Exodus der Juden über die Krimmler Tauern
Ab 1946 lebte er im Pinzgau, dem heutigen Bezirk Zell am See. Ende 1946 stellte er sich der jüdischen Fluchthilfeorganisation Bricha zur Verfügung und führte mehrere Tausend Juden, die nach Palästina wollten, zumeist nachts über die Krimmler Tauern bis nach Kasern im Südtiroler Ahrntal. Kommandant der Bricha in Österreich war der damals 25-jährige Asher Ben-Natan, der aus Palästina nach Österreich zurückgekehrt war. Er, gebürtig in Wien, hatte die Shoah im Exil überlebt.

■ **Datenteil**:
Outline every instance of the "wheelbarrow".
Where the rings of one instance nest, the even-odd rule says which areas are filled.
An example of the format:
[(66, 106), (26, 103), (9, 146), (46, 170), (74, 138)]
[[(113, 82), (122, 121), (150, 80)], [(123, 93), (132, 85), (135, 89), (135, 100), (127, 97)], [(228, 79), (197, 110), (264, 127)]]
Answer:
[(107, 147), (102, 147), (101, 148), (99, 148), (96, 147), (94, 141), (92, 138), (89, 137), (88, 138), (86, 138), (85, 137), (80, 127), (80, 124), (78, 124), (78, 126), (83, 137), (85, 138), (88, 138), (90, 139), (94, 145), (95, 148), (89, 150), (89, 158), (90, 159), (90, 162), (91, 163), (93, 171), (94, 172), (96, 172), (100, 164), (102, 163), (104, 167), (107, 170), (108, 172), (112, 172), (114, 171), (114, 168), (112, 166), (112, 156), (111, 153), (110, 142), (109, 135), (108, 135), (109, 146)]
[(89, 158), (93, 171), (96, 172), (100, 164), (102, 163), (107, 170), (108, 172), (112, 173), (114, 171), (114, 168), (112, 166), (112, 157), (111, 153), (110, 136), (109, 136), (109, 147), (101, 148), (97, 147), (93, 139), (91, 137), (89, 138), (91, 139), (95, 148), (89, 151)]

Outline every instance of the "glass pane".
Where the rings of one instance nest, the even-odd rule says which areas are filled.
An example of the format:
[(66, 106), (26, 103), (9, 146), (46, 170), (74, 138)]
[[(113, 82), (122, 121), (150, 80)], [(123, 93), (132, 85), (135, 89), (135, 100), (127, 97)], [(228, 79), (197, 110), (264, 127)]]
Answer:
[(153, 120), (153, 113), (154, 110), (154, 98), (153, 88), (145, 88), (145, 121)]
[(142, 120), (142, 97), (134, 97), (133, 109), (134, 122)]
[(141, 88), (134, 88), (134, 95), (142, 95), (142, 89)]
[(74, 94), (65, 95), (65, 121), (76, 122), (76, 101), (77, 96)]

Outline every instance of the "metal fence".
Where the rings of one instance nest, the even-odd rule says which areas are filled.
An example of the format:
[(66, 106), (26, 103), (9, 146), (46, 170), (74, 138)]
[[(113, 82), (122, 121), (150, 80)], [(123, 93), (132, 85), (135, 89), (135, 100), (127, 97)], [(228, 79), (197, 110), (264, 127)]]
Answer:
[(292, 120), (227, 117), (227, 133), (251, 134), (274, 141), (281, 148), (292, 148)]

■ **Kurze Aufgabe**: Führe den Textauszug über die Flucht der Juden über die Krimmler Tauern nach seinem letzten Satz weiter. Die Daten werden hierfür nicht gebraucht.

■ **Antwort zur Aufgabe**:
Im Lager Givat Avoda in Saalfelden warteten Hunderte Displaced Persons auf eine Möglichkeit, nach Palästina auszuwandern.[2] Marko Feingold, der in der Stadt Salzburg lebte und sich darum kümmerte, möglichst viele Juden in Sicherheit zu bringen, schickte stets neue Leute, damit immer wieder neue Fluchtgruppen zusammengestellt werden konnten. Die legalen Wege waren versperrt, denn die Briten trachteten danach, dass nicht weitere Juden in das von ihnen verwaltete Mandatsgebiet Palästina gelangen konnten. Als Besatzungsmacht in Österreich kontrollierten sie Kärnten, Steiermark und Osttirol. Gemeinsam mit den französischen Besatzern, denen Nordtirol und Vorarlberg überantwortet war, blockierten sie die Ausreise von Juden mach Italien. Somit blieb für einen Grenzübertritt nur das kleine Stück Staatsgrenze zwischen dem Bundesland Salzburg, welches zur amerikanischen Besatzungszone zählte, und Südtirol. Der Exodus wurde von den Amerikanern stillschweigend geduldet, ebenso von den österreichischen Behörden. Letztlich waren beide erleichtert, einige tausend Juden nicht mehr versorgen zu müssen.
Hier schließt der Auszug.